◆ Task to complete ◆
Please go line by line and repeat the data below exactly, with no images.

◆ Provided records ◆
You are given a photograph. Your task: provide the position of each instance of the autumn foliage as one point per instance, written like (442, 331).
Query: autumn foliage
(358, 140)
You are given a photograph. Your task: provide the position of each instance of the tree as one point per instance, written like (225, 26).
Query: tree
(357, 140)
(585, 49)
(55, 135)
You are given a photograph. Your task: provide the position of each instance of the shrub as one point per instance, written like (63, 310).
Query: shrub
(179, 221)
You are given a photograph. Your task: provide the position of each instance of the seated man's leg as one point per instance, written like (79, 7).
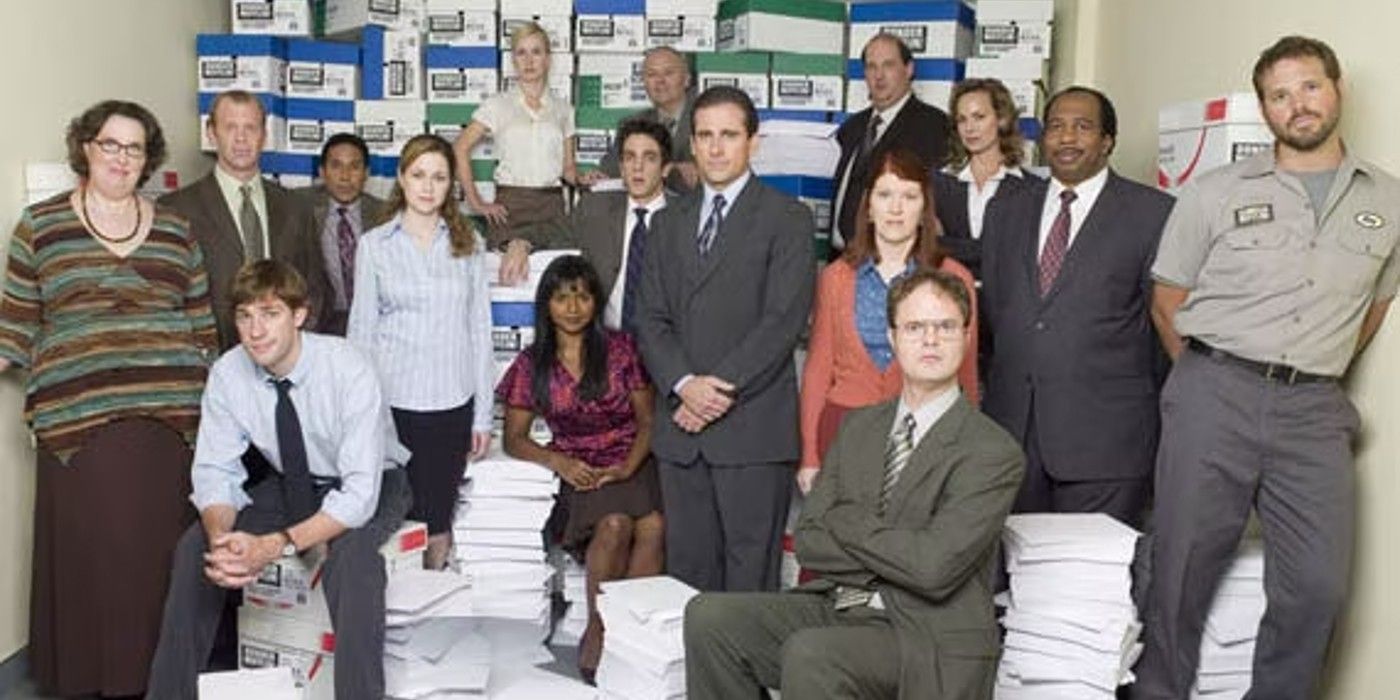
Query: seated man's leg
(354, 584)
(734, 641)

◆ Result of this task ◆
You are given a photograph. Your task: provide the position of each instance of the autumn foliage as one point per instance, written like (442, 331).
Query: autumn foliage
(358, 140)
You are given a photograph. Your task: provide the position of each instance of the tree as one point per instance, written like (225, 26).
Query: tree
(357, 140)
(585, 49)
(55, 135)
You are given a photograph. Your task: provide the position of each instance of the shrub as one point per instance, written like (63, 310).
Query: shrub
(179, 221)
You are given a photograph. Your task: provide the position of each instance of the seated man's leg as one point per instance, written like (79, 7).
Query: seated man's leg
(354, 584)
(734, 641)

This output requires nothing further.